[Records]
BEGIN

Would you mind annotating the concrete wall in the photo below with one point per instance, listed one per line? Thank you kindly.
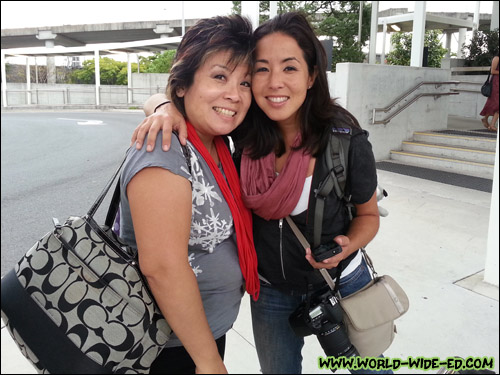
(358, 87)
(143, 86)
(362, 87)
(65, 94)
(470, 102)
(146, 84)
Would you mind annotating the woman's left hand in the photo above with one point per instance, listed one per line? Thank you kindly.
(334, 261)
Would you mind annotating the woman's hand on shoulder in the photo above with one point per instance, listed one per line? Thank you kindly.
(167, 119)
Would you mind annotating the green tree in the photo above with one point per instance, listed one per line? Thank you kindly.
(159, 62)
(112, 72)
(401, 54)
(335, 19)
(109, 72)
(482, 48)
(340, 21)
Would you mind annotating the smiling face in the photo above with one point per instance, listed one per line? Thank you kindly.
(220, 96)
(281, 78)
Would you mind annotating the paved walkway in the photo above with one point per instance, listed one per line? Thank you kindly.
(434, 244)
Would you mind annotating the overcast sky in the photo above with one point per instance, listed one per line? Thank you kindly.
(54, 13)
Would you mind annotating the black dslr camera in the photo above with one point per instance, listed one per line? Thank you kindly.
(323, 317)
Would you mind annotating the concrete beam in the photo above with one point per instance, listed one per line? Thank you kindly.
(372, 56)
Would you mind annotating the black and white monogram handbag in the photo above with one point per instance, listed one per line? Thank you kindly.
(78, 303)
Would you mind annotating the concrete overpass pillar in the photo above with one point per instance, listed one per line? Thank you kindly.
(273, 9)
(28, 81)
(449, 35)
(462, 33)
(49, 37)
(4, 81)
(129, 79)
(97, 78)
(494, 16)
(372, 55)
(475, 21)
(51, 69)
(417, 41)
(384, 35)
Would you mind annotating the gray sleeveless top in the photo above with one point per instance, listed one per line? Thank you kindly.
(212, 249)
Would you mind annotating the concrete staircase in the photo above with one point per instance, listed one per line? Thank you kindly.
(467, 152)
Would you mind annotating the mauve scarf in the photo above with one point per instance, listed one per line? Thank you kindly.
(268, 195)
(242, 217)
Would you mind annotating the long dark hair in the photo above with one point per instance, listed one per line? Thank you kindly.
(207, 37)
(318, 112)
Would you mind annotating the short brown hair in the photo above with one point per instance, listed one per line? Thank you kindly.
(207, 37)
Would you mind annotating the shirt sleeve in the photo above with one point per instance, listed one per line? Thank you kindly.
(173, 160)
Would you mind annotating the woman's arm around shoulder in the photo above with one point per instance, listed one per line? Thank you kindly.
(161, 115)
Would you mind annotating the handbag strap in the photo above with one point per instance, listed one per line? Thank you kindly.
(115, 200)
(116, 196)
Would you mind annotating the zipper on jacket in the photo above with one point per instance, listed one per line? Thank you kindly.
(281, 248)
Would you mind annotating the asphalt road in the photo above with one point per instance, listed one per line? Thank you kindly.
(55, 164)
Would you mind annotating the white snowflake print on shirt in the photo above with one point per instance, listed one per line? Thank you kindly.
(196, 269)
(207, 230)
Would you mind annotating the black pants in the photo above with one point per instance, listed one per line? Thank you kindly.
(177, 360)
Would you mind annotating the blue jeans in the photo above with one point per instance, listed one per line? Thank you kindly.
(278, 348)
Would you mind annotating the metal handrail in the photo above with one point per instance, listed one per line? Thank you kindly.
(414, 99)
(404, 95)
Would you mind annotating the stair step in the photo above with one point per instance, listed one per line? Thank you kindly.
(460, 152)
(469, 139)
(448, 164)
(450, 178)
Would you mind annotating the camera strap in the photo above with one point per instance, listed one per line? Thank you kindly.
(303, 241)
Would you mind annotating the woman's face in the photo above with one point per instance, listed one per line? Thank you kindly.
(281, 78)
(219, 98)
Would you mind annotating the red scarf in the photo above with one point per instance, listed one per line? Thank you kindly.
(269, 196)
(242, 216)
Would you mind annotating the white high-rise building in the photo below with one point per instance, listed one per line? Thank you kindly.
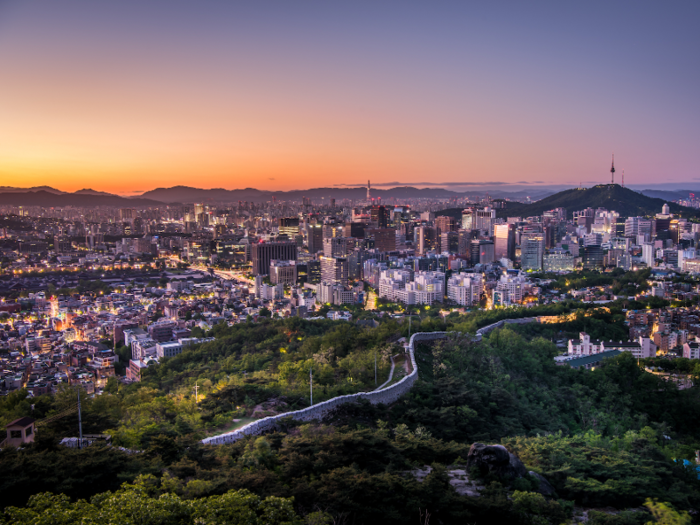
(465, 289)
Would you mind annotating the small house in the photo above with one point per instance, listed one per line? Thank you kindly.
(20, 432)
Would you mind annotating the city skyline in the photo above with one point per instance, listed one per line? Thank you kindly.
(130, 97)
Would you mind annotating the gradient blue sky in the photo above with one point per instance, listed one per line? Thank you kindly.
(131, 95)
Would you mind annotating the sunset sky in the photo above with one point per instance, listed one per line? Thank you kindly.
(126, 96)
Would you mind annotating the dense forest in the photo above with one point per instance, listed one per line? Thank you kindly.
(613, 437)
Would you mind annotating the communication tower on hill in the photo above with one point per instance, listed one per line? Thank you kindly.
(612, 171)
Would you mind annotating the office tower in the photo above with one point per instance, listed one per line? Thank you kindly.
(313, 272)
(482, 251)
(314, 238)
(532, 251)
(263, 253)
(199, 213)
(355, 260)
(289, 226)
(638, 226)
(444, 225)
(334, 270)
(283, 272)
(504, 241)
(584, 218)
(384, 238)
(478, 219)
(464, 241)
(426, 238)
(593, 257)
(338, 246)
(354, 229)
(648, 254)
(379, 216)
(449, 242)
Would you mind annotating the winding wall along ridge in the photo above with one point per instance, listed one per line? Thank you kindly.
(386, 395)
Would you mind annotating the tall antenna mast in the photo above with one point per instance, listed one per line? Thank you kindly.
(80, 422)
(612, 171)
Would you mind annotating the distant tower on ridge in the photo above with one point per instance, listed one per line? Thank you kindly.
(612, 171)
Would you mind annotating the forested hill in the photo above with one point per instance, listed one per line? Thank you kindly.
(627, 202)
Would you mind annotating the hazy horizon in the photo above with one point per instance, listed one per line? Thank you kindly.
(130, 96)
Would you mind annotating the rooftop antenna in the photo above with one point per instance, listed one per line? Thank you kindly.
(612, 171)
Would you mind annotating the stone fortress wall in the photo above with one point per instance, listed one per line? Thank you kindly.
(386, 395)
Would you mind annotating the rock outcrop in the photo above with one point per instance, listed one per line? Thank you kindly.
(495, 460)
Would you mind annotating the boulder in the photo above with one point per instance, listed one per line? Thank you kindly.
(496, 461)
(545, 488)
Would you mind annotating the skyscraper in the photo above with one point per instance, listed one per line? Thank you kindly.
(532, 251)
(334, 270)
(263, 253)
(504, 241)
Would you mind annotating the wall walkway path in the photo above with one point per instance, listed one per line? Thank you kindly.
(381, 395)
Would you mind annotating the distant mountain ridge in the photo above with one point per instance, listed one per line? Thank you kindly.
(47, 199)
(189, 194)
(626, 202)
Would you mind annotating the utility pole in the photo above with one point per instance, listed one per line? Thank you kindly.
(80, 422)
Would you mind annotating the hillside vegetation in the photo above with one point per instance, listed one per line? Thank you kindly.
(626, 202)
(601, 437)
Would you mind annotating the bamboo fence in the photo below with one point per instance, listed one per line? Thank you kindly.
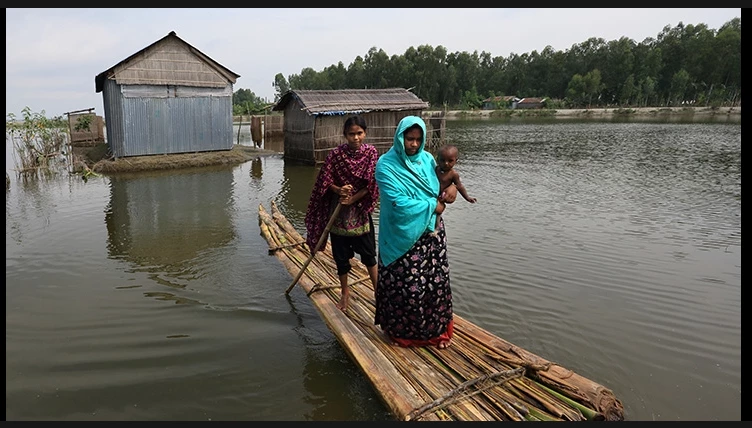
(480, 377)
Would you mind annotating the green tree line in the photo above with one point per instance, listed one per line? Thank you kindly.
(683, 65)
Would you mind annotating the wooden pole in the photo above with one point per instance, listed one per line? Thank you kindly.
(318, 245)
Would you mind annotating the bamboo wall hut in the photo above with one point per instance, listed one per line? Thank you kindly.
(167, 98)
(88, 135)
(313, 119)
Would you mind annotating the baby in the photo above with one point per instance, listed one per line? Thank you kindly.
(447, 175)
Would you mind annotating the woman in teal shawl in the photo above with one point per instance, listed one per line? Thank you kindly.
(413, 296)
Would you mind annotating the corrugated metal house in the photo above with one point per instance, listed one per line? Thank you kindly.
(167, 98)
(313, 119)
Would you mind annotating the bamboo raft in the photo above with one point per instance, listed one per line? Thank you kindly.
(480, 377)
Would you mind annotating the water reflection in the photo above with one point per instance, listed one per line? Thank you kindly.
(162, 222)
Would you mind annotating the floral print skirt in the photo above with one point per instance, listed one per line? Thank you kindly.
(413, 296)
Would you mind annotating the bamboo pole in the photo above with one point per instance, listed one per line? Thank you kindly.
(318, 245)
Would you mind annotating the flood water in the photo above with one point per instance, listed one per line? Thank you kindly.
(613, 249)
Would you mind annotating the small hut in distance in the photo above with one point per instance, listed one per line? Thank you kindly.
(313, 119)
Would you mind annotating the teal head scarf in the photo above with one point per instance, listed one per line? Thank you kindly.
(408, 188)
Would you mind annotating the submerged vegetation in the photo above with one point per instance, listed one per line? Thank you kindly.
(41, 146)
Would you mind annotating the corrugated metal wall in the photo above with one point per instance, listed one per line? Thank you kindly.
(147, 120)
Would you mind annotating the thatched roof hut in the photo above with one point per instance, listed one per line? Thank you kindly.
(313, 119)
(169, 97)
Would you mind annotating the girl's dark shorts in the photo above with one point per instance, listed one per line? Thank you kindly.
(345, 247)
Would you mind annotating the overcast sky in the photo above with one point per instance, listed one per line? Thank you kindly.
(53, 55)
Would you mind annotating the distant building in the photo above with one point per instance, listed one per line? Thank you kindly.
(493, 103)
(169, 97)
(313, 119)
(531, 103)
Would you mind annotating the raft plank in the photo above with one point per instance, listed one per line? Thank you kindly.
(407, 379)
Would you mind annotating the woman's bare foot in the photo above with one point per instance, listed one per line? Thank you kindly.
(344, 302)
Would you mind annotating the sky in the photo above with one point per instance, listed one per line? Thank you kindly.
(53, 55)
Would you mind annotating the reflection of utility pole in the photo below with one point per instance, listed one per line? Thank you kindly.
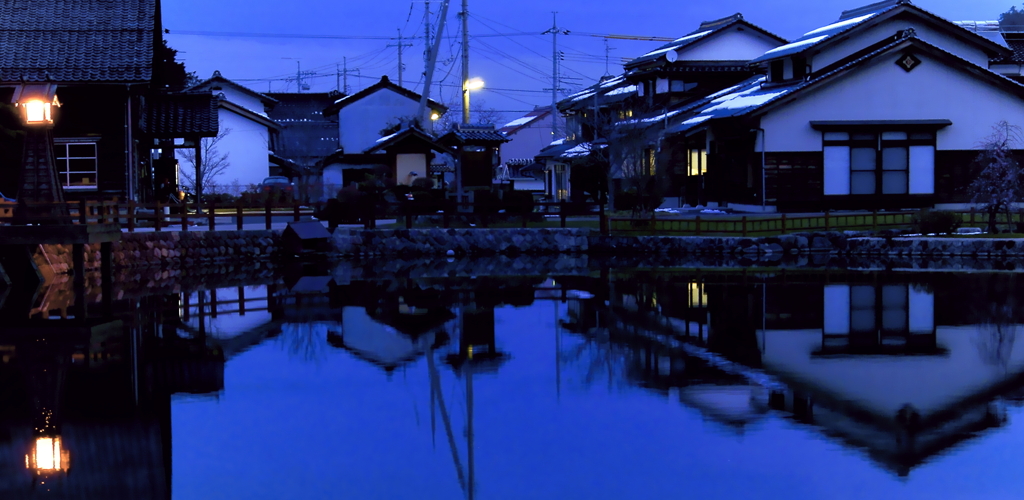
(401, 47)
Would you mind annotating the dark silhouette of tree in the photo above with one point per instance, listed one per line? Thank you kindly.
(999, 182)
(171, 75)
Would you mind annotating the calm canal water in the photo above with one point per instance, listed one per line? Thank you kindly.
(722, 383)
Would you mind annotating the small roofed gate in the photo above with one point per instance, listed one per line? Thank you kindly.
(476, 153)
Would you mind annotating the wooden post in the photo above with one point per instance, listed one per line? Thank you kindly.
(158, 216)
(239, 215)
(131, 216)
(211, 211)
(184, 216)
(266, 214)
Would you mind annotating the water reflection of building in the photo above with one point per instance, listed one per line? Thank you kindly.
(85, 401)
(903, 366)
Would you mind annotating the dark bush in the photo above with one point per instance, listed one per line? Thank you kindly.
(929, 221)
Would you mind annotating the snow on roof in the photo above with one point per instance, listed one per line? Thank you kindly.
(388, 137)
(679, 43)
(816, 36)
(581, 150)
(622, 90)
(519, 121)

END

Each line from the one containing "Would you mind annotating the raft" through the last line of the listing is to be given again exactly, with no pictures and no other lines.

Would you mind annotating the raft plank in the photo above with one point per instance, listed one per line? Thank you kindly.
(407, 379)
Would you mind annotating the woman's bare foot in the photo above with one point per instance, listed one per line? Thank you kindly.
(344, 302)
Would you mind annotating the sky in the photo above with one point per instance, listed one per line? Thank you kindly.
(53, 55)
Would you mind annotating the reflection of utility pole in the photo below with one point per instance, listed one per line? Thank you kindly.
(401, 47)
Would you mind annotating the dark silhouette of tree in the photo above with one point per instance, listed one per line? Thank you kindly.
(999, 182)
(171, 75)
Would you mind annotating the calm canal water in the photo above with one point per instance, listed one per line? Thank you kindly.
(722, 383)
Would you mind annotating the small roofed gate in the photo above with one point per instance, listed one per line? Thank you kindly.
(476, 153)
Would you mind annotating the wooden post in the photo above with one point per instance, listed one per line? Thank you kindly.
(158, 216)
(239, 215)
(131, 216)
(211, 211)
(184, 216)
(266, 214)
Would you mind annotating the water reflection of building in the photo above with one point per instance, listed one per line? Thank you kindly.
(85, 401)
(903, 366)
Would you mind annotating the dark bush in the photo above with one point per instance, listed one per line? Thank you kindly.
(929, 221)
Would you mind annotating the snow on roof in the photo above with one point per instance, listed one per line? Thank you kindly.
(388, 137)
(679, 43)
(816, 36)
(581, 150)
(622, 90)
(519, 121)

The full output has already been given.